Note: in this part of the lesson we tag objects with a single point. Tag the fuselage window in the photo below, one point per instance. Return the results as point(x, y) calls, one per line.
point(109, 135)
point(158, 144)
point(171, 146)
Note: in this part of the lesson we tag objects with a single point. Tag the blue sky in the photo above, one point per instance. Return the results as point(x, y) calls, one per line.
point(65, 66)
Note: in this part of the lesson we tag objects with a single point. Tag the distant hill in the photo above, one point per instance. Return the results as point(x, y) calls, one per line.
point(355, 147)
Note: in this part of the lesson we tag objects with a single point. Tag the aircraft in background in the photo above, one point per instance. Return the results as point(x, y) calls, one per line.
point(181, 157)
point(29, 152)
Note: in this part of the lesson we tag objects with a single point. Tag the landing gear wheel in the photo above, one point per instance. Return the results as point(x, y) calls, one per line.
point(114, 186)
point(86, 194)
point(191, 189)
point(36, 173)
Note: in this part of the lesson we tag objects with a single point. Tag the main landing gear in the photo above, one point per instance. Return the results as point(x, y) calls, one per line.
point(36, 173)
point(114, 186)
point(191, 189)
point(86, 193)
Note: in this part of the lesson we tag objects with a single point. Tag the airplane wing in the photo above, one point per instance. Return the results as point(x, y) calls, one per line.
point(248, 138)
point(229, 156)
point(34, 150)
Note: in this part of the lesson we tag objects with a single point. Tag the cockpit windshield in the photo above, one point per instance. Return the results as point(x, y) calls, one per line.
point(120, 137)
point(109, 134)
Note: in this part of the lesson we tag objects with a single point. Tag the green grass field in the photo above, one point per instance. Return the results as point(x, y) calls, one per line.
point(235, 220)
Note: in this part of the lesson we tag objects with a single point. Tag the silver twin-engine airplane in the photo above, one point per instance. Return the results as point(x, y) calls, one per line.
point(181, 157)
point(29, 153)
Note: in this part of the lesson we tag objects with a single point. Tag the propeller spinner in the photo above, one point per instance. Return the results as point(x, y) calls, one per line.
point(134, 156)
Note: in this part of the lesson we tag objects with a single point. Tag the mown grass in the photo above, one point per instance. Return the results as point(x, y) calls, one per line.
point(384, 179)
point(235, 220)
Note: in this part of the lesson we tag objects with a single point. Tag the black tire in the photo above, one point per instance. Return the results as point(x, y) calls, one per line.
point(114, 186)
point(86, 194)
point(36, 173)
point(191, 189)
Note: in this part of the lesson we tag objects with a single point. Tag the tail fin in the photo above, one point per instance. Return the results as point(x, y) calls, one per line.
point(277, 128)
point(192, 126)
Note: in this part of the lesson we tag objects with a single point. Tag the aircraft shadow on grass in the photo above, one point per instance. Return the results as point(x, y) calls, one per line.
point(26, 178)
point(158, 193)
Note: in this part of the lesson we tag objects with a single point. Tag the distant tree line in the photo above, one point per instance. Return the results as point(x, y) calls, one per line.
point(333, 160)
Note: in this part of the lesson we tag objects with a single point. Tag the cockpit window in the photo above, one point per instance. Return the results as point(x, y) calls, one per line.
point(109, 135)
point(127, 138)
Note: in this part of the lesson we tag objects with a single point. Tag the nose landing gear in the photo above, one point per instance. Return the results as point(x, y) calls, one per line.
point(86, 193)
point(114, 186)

========

*Problem statement*. An exact transcription of all the material above is the expected answer.

*Written answer*.
Note: in this part of the lesson we tag objects with a single point. Tag the fuselage window in the photo below, one point per instance. Return the results as point(x, y) calls, one per line.
point(109, 135)
point(158, 144)
point(171, 146)
Note: in this part of the lesson we tag objects with a single point. Tag the blue sky in the photo above, one point per instance. Return the results as point(x, y) calls, one per line.
point(65, 66)
Note: in this part of the lesson we tag objects with a single point. Tag the distant hill in the photo above, one point per instance. Return the results as point(x, y) calls, one per line.
point(355, 147)
Note: in this part of the lesson we tag objects with a single point. Tag the aircraft in background in the photo above, one point per instance. Return the results as point(x, y) calls, one per line.
point(181, 157)
point(29, 152)
Note: in this part of the lesson we tag objects with a single point. Tag the landing gear wheel in the photo above, one point per instance. Return the results as point(x, y) calls, one per line.
point(114, 186)
point(86, 194)
point(191, 189)
point(36, 173)
Note: in this part of the lesson we tag objects with a single point. Tag the main landing gear in the photo above, one point per instance. Return the results as point(x, y) calls, one per line.
point(36, 173)
point(114, 186)
point(191, 189)
point(86, 193)
Note: in this part of the lesson we tag objects with a single point. Tag the airplane wing in the photo above, one point per instance. Return the results as point(x, y) calls, one per line.
point(248, 138)
point(229, 156)
point(34, 150)
Note: in this part of the lesson we tag objects with a single point. Tag the cockpit windshield in the photo above, one point per instance. Return the results as point(x, y) calls, one per line.
point(120, 137)
point(109, 134)
Note: in this part of the lesson we tag objects with a single point. Tag the green grass field in the photo above, one point per instance. Return the results as point(x, y) calls, one per line.
point(235, 220)
Note: in this part of the lesson we tag objects with a single point. Tag the silver twin-engine airplane in the photo above, one point per instance. Return the results as point(x, y) calls, one per line.
point(181, 157)
point(29, 153)
Note: in this part of the lesson we tag objects with a single point. Tag the propeller spinner in the photo above, one point per instance. Return the results as point(x, y) calls, one per line.
point(134, 156)
Note: in this part of the lesson we tag objects with a single point. Tag the mown grass in the photo above, one point per instance. Return the results as point(x, y) calls, one per line.
point(384, 179)
point(235, 220)
Note: in this part of the lesson we tag objects with a single point. Tag the black tire in the photo above, one point per instance. Return the results as point(x, y) calls, one per line.
point(114, 186)
point(86, 194)
point(36, 173)
point(191, 189)
Note: in this part of the lesson we tag objects with a single point. Tag the tail fin in the photo above, one point per instance. Return the results as point(x, y) calls, one per line.
point(277, 128)
point(192, 126)
Note: in this part of the lesson we tag objects with a single point. Tag the aircraft shadow on grass in the photo above, one point per instance. Return the results as point(x, y) calls, one per line.
point(26, 178)
point(158, 193)
Note: in this part of the lesson we tag objects with a single point. Tag the distant tree line in the photo above, one point per instance. Return the results as point(x, y) calls, one per line.
point(333, 160)
Note: in this part of the lesson we tag objects with a single point. Tag the cockpit window in the photo above, one point per instance. Return the results as point(x, y) calls, one per line.
point(109, 135)
point(127, 138)
Note: in this part of the lesson we tag objects with a single point. Tag the nose landing gear in the photo above, one point per instance. Return the results as point(x, y) calls, one per line.
point(86, 193)
point(114, 186)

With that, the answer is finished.